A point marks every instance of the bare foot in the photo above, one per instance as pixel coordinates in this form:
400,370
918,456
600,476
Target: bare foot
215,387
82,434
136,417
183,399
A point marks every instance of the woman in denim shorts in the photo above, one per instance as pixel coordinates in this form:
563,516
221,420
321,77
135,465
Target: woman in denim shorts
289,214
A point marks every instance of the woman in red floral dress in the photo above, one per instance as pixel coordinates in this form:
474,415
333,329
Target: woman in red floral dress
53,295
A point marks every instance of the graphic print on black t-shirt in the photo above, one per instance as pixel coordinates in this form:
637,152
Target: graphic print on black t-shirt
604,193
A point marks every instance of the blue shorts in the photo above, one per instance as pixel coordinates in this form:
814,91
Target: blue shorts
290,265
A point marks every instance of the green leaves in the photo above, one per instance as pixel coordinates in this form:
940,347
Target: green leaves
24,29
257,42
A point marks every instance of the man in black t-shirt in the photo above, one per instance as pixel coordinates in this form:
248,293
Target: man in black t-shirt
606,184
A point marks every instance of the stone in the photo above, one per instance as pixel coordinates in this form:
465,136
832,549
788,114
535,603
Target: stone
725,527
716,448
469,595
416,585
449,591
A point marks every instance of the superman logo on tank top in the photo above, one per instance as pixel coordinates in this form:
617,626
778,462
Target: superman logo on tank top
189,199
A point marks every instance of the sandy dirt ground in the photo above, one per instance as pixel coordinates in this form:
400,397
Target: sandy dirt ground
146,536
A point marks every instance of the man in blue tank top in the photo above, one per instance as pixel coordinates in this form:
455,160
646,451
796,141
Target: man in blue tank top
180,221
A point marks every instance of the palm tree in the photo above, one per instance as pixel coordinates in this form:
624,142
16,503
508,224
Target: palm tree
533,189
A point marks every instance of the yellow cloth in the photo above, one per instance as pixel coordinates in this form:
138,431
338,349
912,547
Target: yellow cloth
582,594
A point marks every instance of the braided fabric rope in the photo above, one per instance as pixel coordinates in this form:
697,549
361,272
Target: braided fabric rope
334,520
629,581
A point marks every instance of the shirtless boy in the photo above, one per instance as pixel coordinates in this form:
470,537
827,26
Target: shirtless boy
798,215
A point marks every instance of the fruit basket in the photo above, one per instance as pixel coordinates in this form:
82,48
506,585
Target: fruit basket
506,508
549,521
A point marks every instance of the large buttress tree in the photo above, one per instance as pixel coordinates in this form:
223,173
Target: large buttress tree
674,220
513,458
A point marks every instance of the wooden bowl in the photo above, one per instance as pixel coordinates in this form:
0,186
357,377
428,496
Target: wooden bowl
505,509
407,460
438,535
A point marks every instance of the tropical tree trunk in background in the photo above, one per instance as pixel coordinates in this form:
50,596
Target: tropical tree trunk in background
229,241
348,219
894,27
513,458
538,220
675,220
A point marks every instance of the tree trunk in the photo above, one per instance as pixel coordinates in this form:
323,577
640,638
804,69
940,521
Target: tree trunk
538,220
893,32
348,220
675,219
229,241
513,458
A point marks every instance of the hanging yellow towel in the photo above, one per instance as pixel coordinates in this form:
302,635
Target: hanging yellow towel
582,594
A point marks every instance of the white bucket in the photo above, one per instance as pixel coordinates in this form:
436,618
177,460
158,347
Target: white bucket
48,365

★ ★ ★ ★

Stated problem:
Give back exactly the lines beginning at the one with "A point marks every instance of the shirtless" and ending at the final line of the material; both boundary lines belong in it.

Solution:
A point marks every instance of the shirtless boy in the photo above, one per instance as pixel coordinates in this form:
470,537
827,26
Target: shirtless boy
798,215
A point marks every instance of the fruit basket in the photo above, one per instance as pixel coordinates in this form:
82,48
506,585
Target: fruit basket
506,508
549,521
A point marks every instance of the large buttress tree in the photo above, one per instance as pixel coordinates in this form:
223,173
Target: large buttress tree
674,220
513,458
A point marks every instance of the wooden bowl in the photo above, one per instance as pixel coordinates in this form:
0,186
357,377
428,496
Target: wooden bowl
505,509
407,460
438,535
A point marks every instance of the tropical tree trunk in background in the photo above, one per instance as pixel coordinates in this form:
50,596
Target: tropical tree trunk in background
229,241
348,219
894,27
513,458
538,220
675,220
A point marks every instance of the tree trunk in the photo above, one per instance as pixel coordinates in this form:
323,577
640,638
804,69
940,521
Target: tree trunk
538,220
893,32
348,220
675,219
229,241
513,458
A point marks every instance of the hanging yellow towel in the photo above, one per instance as pixel coordinates in this form:
302,635
Target: hanging yellow towel
582,594
A point marks every instance of the white bucket in the photo above, one per instance as pixel coordinates in this form:
436,618
177,460
158,347
Target: white bucket
48,365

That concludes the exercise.